◆ EXCERTO DE ORIGEM
Escrever este texto garante que todos os utilizadores conseguem aceder ao significado dos elementos visuais.
Todas as imagens precisam de texto alternativo?
As imagens decorativas não precisam de descrição porque não trazem significado relevante ao conteúdo da página. Escrever um texto alternativo para essas imagens tornaria mais demorada a navegação com leitor de ecrã, porque obrigaria os utilizadores a passar por informação desnecessária ao tentar cumprir o seu objetivo.
Imagens decorativas são um dos 7 tipos de imagens listados pela Web Accessibility Initiative (WAI). Vamos focar-nos noutro: imagens informativas.
O texto alternativo de imagens informativas passa o conceito principal ali representado, ou seja, a sua razão de existir naquele ponto da experiência.
Por exemplo, numa página de contactos, um número de telefone pode ser apresentado com o ícone de um telefone. O seu texto alternativo diria “telefone” para identificar a forma de contacto correspondente àquele número.
10 dicas para escrever texto alternativo acessível
Se é verdade que nem todas as imagens requerem alt text, também é certo que não basta escrever qualquer texto só para preencher o atributo “alt”. Mas como escrever um bom texto alternativo, se sempre ouvimos dizer que uma imagem vale mais que mil palavras?
1. Conhecer o propósito
O que faz esta imagem aqui? Faça a pergunta em voz alta. Perceber o objetivo de uma imagem é meio caminho para conseguir descrever o seu significado e relevância para o contexto.
Conte ao seu colega do lado o que se passa naquela imagem e tome nota dos pormenores que descreve. O que estão as pessoas a fazer naquela fotografia? Como interagem? Que emoções saltam à vista?
Assim, será fácil perceber se a imagem precisa de texto alternativo e quais os detalhes que não podem ficar de fora.
Nas suas recomendações sobre acessibilidade digital, a Universidade de Harvard mostra 3 versões diferentes do texto alternativo da mesma imagemde um estádio:
a) sem considerar o contexto, o alt text seria “um estádio vazio”,
b) numa página sobre os resultados de provas para corrida em pista, o alt text seria “2 atletas sobem os degraus do estádio de Harvard”,
c) já numa página sobre obras de renovação, o alt text seria “estádio de Harvard com rachas nos pilares de betão”.
2. Escrever pouco é sempre regra
A concisão é uma das primeiras palavras que UX writers aprendem ao escrever para a experiência dos utilizadores. É também um dos 4 pilares de que falamos no curso de UX Writing da Tangível Academy.
Já sabemos que o texto alternativo pode ser apenas uma palavra, como “telefone”. Pode ser uma frase ou mesmo um conjunto de frases, desde que breves e simples.
Podíamos dizer que o texto alternativo é uma forma de microcopy. Por isso, escrevemos, neste campo, descrições e palavras curtas, com ideias simples e diretas.

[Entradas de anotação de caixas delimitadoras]

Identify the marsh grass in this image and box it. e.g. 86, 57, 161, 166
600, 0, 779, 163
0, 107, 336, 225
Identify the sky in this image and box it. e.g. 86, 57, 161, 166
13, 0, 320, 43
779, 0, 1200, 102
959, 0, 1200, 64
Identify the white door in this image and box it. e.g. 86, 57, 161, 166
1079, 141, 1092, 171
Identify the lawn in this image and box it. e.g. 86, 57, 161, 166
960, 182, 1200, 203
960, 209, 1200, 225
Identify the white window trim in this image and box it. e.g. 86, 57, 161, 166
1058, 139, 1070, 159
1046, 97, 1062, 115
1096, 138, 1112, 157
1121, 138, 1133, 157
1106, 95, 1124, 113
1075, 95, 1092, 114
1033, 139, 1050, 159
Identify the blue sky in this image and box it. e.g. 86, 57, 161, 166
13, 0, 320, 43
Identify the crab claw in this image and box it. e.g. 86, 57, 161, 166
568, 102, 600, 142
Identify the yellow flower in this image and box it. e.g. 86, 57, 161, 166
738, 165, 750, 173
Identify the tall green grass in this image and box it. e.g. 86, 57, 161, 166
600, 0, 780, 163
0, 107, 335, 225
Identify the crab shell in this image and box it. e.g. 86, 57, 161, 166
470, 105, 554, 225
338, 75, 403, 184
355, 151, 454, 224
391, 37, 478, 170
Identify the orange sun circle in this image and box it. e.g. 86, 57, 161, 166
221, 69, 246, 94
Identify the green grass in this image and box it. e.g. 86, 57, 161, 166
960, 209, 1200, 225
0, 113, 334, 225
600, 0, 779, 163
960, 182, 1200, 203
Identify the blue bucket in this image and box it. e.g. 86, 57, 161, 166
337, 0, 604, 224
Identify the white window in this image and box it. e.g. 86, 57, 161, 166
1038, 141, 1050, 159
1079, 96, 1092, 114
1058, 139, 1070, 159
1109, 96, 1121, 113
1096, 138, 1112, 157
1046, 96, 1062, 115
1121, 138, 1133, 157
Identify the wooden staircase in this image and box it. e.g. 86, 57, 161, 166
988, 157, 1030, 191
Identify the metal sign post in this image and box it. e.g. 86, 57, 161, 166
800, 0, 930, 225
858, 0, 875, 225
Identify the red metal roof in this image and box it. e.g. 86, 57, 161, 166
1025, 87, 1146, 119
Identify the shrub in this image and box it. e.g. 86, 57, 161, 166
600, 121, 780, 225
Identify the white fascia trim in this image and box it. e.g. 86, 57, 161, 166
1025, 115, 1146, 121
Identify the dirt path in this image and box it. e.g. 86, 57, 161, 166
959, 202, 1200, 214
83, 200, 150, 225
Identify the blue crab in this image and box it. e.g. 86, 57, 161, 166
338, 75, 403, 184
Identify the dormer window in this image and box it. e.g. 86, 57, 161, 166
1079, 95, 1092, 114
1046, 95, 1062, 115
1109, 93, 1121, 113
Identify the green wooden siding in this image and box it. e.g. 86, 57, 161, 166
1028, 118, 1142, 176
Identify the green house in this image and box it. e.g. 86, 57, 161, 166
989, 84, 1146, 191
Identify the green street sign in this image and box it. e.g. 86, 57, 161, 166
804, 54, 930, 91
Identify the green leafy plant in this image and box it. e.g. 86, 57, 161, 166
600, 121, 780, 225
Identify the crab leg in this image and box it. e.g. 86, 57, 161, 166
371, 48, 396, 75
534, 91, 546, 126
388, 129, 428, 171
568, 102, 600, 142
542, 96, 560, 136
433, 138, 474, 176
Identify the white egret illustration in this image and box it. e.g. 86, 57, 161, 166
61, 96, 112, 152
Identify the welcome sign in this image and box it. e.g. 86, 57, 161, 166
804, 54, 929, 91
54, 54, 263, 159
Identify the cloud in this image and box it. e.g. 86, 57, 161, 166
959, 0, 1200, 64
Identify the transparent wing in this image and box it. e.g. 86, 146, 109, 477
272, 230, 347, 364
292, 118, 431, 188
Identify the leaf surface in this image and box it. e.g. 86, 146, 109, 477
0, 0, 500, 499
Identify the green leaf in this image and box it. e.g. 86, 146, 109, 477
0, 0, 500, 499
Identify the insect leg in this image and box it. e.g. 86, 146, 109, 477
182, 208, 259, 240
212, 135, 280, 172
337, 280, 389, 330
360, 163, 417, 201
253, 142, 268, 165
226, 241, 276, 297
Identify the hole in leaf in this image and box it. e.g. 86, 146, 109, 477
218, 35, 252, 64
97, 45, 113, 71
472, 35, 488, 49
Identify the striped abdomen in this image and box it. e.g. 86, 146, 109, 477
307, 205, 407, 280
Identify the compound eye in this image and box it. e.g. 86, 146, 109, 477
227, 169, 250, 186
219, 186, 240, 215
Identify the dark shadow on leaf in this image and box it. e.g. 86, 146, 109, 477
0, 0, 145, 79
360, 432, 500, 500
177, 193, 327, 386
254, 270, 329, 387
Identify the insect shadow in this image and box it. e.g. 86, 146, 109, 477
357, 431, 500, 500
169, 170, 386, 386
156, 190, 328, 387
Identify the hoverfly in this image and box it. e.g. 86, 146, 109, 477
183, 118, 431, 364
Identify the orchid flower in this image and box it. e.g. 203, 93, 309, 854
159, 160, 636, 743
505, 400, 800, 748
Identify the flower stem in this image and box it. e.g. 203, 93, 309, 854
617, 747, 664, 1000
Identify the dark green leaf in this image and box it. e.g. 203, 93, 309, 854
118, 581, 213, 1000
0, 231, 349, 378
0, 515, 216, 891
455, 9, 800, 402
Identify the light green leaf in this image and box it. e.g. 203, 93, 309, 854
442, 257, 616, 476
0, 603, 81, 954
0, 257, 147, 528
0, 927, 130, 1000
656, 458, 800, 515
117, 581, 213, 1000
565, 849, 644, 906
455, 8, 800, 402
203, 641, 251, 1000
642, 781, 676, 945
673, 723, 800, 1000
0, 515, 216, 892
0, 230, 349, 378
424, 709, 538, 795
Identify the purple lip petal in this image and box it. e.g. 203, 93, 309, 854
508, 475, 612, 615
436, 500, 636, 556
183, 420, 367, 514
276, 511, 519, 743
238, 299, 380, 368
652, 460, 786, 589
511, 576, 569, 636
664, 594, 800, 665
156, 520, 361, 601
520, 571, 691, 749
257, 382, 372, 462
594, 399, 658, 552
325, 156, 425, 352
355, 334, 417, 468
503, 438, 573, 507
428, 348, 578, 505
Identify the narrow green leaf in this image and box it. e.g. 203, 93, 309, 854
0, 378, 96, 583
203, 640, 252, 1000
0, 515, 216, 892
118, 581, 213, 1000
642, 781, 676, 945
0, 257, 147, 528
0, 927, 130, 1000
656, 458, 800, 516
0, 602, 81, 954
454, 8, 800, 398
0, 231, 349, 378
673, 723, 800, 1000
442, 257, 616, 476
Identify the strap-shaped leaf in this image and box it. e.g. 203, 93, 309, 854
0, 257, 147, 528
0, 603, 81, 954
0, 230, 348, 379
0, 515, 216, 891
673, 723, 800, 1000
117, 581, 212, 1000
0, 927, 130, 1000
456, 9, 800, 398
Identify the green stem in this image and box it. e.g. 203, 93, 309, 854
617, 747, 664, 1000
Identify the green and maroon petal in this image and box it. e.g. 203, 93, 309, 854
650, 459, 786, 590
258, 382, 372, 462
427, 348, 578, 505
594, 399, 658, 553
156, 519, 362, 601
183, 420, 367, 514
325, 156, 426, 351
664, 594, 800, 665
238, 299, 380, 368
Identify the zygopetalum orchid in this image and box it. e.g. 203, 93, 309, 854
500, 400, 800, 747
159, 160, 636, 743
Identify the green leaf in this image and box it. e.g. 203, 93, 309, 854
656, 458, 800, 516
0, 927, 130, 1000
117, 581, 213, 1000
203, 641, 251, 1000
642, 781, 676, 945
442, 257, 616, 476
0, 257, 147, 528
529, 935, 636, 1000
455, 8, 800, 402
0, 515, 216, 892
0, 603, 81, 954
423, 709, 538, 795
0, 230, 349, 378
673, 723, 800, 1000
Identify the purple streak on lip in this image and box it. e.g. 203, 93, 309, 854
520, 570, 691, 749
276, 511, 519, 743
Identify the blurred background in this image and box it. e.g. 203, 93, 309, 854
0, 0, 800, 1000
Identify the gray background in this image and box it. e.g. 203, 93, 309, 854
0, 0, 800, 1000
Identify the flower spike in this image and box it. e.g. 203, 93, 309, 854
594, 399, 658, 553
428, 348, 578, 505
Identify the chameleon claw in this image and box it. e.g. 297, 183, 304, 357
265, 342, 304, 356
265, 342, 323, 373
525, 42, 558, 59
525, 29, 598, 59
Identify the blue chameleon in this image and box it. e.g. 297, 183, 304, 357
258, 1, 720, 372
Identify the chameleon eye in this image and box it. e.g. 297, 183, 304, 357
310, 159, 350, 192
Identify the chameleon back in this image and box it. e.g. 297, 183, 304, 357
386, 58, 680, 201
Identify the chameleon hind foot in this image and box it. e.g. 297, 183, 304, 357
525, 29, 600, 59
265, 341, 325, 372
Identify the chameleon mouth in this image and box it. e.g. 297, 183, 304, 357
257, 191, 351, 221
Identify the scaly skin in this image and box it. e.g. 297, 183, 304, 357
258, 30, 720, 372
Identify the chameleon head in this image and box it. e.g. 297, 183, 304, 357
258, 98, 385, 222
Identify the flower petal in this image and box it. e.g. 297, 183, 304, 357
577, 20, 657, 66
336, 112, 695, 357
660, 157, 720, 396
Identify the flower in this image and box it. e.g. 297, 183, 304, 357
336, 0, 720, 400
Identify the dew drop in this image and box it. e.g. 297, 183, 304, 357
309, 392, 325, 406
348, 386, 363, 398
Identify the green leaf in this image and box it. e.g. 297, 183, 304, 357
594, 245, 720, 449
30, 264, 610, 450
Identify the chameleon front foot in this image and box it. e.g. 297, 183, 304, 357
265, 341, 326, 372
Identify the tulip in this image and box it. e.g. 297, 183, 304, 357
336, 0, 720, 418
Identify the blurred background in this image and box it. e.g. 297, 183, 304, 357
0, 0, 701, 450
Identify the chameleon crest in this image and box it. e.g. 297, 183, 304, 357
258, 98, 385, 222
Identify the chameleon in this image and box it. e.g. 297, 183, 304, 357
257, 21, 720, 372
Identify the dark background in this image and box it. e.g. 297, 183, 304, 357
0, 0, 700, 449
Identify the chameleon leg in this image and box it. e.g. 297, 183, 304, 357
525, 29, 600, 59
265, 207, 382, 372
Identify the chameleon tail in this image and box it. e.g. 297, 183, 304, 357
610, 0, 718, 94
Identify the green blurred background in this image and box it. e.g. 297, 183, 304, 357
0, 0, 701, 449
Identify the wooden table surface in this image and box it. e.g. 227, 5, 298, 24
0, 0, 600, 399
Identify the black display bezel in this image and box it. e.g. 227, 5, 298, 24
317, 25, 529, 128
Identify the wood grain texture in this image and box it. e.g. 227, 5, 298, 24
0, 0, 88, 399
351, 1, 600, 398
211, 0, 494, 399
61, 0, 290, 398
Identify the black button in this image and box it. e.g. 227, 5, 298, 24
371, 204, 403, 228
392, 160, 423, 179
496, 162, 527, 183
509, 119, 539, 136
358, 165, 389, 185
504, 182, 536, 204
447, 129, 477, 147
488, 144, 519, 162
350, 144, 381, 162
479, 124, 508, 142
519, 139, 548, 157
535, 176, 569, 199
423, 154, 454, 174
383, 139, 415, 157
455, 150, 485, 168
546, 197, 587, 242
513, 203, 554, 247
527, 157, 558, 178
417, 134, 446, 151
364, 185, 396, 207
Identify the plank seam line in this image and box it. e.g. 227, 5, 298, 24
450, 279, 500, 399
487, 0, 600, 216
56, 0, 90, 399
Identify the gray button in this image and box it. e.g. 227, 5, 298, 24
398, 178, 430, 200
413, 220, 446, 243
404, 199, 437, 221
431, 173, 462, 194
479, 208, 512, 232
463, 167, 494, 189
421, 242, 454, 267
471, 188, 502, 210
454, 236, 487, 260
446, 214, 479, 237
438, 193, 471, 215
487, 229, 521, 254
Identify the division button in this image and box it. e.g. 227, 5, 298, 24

◆ TAREFA A REALIZAR
As afirmações 1., 2. e 3. estão de acordo com o excerto sobre texto alternativo? Responda sim ou não a cada uma e cite as palavras exatas do excerto que decidem a resposta.
1. As imagens decorativas precisam de texto alternativo.
2. A Web Accessibility Initiative lista 7 tipos de imagens.
3. O texto alternativo pode ser apenas uma palavra.
Estes registos não têm qualquer relação com o excerto sobre texto alternativo.

◆ RESPOSTA ESCRITA
1. Não: "As imagens decorativas não precisam de descrição porque não trazem significado relevante ao conteúdo da página."
2. Sim: "Imagens decorativas são um dos 7 tipos de imagens listados pela Web Accessibility Initiative (WAI)."
3. Sim: "Já sabemos que o texto alternativo pode ser apenas uma palavra, como “telefone”."